- [SUPPLIED PASSAGE]
_ _ _

Untwine

Cover image for Untwine by Edwidge Danticatby Edwidge Danticat

ISBN 978-0-545-42303-8

Disclaimer: I received a free review copy of this book at ALA Annual 2015. All quotes are based on an uncorrected text.

“The magician has not yet arrived with his box and his saw. We are not yet cut in half. We are still fully ourselves. We are still entwined. We are still whole.”

Haitian-American identical twins Giselle and Isabelle Boyer were born holding hands. Though Giselle loves art and Isabelle prefers music, they are still as close as can be seventeen years later when the Boyer family is involved in a car crash on the way to Isabelle’s spring concert. Giselle wakes up in a hospital room unable to speak or move, with no idea what has happened to her sister or her parents. Unable to speak, she cannot even correct the doctors’ assumption that she is Isabelle. Caught between life and death, Giselle ruminates on her past, unable to decide between following her sister, and returning to a life without Isabelle in it. To wake up is to discover what it means to be a twin alone.

Untwine is a difficult story to sink into initially, because Edwidge Danticat keeps the reader suspended between the past and the present. The narrator continually reminds us that she is just remembering events from her hospital bed, resulting in an incomplete transition to the past. By contrast, the transition to waking is sudden and total as Giselle makes a snap decision to rejoin the world. The reader is abruptly slammed back into her life, where she must face the tragedy and the inevitable changes it will bring.

_ _ _

- [GIVEN INFORMATION]
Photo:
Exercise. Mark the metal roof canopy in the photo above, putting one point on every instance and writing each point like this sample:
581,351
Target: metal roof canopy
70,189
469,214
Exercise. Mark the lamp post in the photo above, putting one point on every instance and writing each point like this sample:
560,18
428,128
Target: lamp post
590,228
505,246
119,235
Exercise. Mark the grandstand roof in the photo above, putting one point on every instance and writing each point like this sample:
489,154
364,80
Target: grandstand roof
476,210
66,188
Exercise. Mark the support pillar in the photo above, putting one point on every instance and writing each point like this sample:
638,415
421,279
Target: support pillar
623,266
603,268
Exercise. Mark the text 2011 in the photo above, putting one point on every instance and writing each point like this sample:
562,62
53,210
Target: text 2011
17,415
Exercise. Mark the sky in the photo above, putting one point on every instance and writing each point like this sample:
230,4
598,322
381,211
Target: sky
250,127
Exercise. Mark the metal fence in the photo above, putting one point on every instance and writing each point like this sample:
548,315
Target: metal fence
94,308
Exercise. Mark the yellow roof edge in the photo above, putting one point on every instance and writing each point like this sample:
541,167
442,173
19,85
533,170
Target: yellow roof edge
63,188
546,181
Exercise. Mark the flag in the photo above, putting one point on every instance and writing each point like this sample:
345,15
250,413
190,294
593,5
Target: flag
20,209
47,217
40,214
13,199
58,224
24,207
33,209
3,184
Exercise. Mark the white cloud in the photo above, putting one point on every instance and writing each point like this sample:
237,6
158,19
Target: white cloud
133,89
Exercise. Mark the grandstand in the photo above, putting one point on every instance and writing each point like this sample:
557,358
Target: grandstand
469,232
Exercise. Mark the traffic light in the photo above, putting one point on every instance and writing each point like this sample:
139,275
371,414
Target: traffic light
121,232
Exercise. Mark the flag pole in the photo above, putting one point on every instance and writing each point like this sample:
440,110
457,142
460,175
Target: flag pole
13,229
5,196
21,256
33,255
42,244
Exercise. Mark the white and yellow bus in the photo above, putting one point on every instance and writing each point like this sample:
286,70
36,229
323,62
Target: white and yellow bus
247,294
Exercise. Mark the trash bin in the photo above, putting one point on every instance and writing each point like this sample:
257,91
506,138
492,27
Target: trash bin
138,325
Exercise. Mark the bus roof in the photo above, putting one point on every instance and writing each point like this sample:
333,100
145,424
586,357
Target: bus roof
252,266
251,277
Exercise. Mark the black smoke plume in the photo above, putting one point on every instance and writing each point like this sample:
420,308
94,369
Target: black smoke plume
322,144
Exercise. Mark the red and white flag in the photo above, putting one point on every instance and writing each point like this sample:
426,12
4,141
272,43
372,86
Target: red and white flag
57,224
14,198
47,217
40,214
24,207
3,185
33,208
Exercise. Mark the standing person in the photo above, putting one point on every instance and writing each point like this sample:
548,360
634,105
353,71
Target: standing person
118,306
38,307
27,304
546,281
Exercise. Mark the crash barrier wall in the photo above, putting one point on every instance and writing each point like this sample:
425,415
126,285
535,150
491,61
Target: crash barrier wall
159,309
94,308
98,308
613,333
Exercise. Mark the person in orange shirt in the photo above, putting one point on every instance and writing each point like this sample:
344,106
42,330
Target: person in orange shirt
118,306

_ _ _

- [TASK REQUIREMENTS] Continue the review of the novel Untwine above, beginning after its final sentence.

- [WRITTEN ANSWER]
Untwine is, for the most part, a starkly realistic novel, and certainly always emotionally realistic, even though there are religious and supernatural elements to Giselle’s journey, including a connection between the twins that defies physics. Danticat deftly mixes in a variety of myths and legends about twins from different traditions, which Giselle uses to try to understand the special bond she shared with Isabelle. The slightly surreal elements give Danticat broad scope for her haunting prose, without detracting from the reality of Giselle’s situation.

Although the story is mainly emotionally driven, there is a slight undercurrent of mystery born from a police officer’s suspicion that the car crash may not have been entirely accidental. Similarly, there is just a touch of romance, as Giselle must meet the boy her sister was just beginning to fall for before her death, and decide if she can pick up the pieces with a boy she was just beginning to care for herself. For the most part, however, the story remains centered on Giselle’s journey through grief and acceptance, and to a lesser extent, the impact the event has on the other members of her family.